→ What is expected: Repeat only the lines below from the one containing "Target: light pole with double lamp" through the one containing "Target: green shrub", inclusive, exactly as written.

Records from a dataset:
━━━━━━━━━━━━━━━━

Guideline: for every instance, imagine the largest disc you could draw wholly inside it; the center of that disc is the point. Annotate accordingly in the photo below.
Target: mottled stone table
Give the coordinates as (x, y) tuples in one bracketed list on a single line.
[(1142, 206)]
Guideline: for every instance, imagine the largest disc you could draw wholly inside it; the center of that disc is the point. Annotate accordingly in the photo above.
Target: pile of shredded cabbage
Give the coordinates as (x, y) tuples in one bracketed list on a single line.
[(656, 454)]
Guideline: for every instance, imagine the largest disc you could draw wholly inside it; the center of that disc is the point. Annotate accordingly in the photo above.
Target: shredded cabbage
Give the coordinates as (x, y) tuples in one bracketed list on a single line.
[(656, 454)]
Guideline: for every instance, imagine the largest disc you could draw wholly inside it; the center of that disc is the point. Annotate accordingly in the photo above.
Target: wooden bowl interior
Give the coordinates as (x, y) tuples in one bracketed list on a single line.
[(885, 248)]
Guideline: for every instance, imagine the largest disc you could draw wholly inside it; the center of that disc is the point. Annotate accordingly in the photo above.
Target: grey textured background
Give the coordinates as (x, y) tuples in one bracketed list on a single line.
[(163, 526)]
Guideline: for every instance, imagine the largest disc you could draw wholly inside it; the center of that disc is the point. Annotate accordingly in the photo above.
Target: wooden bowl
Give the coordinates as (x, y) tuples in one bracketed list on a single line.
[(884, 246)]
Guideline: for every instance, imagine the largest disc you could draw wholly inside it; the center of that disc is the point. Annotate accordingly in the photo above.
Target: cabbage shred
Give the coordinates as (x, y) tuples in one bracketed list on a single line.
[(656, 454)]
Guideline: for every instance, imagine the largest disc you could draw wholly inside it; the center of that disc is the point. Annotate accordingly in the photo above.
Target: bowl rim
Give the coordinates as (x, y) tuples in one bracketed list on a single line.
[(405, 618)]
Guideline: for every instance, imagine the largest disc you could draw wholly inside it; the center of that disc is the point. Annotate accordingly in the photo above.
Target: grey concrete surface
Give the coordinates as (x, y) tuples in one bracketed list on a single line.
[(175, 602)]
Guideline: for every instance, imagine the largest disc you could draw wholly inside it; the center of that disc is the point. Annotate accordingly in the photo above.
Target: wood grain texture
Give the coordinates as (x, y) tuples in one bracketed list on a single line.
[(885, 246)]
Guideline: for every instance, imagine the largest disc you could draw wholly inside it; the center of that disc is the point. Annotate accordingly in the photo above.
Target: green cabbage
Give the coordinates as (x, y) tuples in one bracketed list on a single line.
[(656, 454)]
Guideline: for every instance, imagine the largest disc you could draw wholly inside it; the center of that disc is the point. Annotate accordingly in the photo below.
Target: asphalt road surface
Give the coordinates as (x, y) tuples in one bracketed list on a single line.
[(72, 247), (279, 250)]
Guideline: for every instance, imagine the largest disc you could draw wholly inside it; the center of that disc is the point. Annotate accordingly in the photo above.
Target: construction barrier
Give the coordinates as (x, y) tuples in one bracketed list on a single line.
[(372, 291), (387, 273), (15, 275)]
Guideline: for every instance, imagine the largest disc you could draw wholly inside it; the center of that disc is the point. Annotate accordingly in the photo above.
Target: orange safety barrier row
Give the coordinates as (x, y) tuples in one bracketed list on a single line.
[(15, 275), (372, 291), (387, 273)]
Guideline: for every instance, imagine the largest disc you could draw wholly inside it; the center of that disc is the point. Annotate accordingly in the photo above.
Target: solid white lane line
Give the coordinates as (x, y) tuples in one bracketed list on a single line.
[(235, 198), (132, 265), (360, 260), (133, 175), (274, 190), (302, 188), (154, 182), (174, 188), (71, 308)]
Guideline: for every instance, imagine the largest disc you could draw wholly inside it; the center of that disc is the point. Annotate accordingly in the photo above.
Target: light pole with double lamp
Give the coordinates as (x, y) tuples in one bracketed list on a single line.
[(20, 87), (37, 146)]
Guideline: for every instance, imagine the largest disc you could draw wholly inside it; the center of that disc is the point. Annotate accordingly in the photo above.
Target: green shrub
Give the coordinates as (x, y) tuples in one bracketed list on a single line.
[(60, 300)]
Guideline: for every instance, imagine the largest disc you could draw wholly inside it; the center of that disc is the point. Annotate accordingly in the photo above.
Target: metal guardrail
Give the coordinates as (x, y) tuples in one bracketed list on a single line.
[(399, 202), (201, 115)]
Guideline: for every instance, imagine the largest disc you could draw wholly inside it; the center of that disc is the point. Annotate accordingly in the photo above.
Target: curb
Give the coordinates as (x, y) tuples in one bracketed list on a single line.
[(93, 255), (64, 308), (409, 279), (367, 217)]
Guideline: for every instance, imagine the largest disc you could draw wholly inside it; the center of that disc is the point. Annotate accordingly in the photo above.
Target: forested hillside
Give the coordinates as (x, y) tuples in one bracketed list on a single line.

━━━━━━━━━━━━━━━━

→ Response area:
Target: light pole with double lamp
Give the coordinates as (x, y) tuples in one bracketed list on a single line.
[(20, 87), (37, 146)]
Guideline: for every instance, imagine the largest disc you could draw wholly inside it; the center of that disc is the point. Annotate accordingly in the photo above.
Target: green shrub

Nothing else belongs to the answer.